:: DOKUMEN SUMBER ::
Janji Rusia untuk membuat negara-negara Barat menyesal karena mengikuti langkah Amerika Serikat (AS), akhirnya dibuktikan. Terhitung sejak Sabtu (05/04/2014) hari ini, pemerintah Rusia menaikkan tarif kenaikan harga pasokan gas ke Eropa dan Ukraina sebesar 80 persen.

Aksi ini diduga sebagai jawaban atas sanksi yang diberikan AS dan Eropa kepada Rusia atas krisis di Ukraina.

Dilansir pada Sabtu (05/04/2014), Kementerian Energi Rusia, dalam pernyataan resminya menyatakan, jika ada negara di Eropa yang tidak sanggup, maka Moskow akan menghentikan pasokan gas pada negara itu.

Ancaman krisis ekonomi yang diutarakan Russia bisa berdampak besar, khususnya bagi AS dan Eropa.
:::
:: ENTRI KUMPULAN DATA ::
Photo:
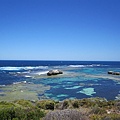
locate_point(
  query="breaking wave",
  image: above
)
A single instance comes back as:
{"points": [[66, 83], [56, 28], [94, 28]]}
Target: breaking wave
{"points": [[92, 65], [22, 68]]}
:::
> _YANG HARUS DIKERJAKAN_
[a] Ketik ulang tanpa perubahan bagian berita tentang harga gas Rusia yang diawali kata-kata berisi "Janji Rusia untuk" dan diakhiri dengan "AS dan Eropa.".
[b] Geser koordinat titik pada jawaban semua entri dengan menambahkan 71 ke setiap angkanya, lalu tuliskan kembali seluruh baris entri itu, termasuk permintaannya. Gambar tidak perlu disertakan.
Berita tersebut dan entri-entri ini tidak saling berhubungan.

> _JAWABAN LATIHAN_
[a]
Janji Rusia untuk membuat negara-negara Barat menyesal karena mengikuti langkah Amerika Serikat (AS), akhirnya dibuktikan. Terhitung sejak Sabtu (05/04/2014) hari ini, pemerintah Rusia menaikkan tarif kenaikan harga pasokan gas ke Eropa dan Ukraina sebesar 80 persen.

Aksi ini diduga sebagai jawaban atas sanksi yang diberikan AS dan Eropa kepada Rusia atas krisis di Ukraina.

Dilansir pada Sabtu (05/04/2014), Kementerian Energi Rusia, dalam pernyataan resminya menyatakan, jika ada negara di Eropa yang tidak sanggup, maka Moskow akan menghentikan pasokan gas pada negara itu.

Ancaman krisis ekonomi yang diutarakan Russia bisa berdampak besar, khususnya bagi AS dan Eropa.

[b]
Photo:
locate_point(
  query="breaking wave",
  image: above
)
A single instance comes back as:
{"points": [[66, 83], [56, 28], [94, 28]]}
Target: breaking wave
{"points": [[163, 136], [93, 139]]}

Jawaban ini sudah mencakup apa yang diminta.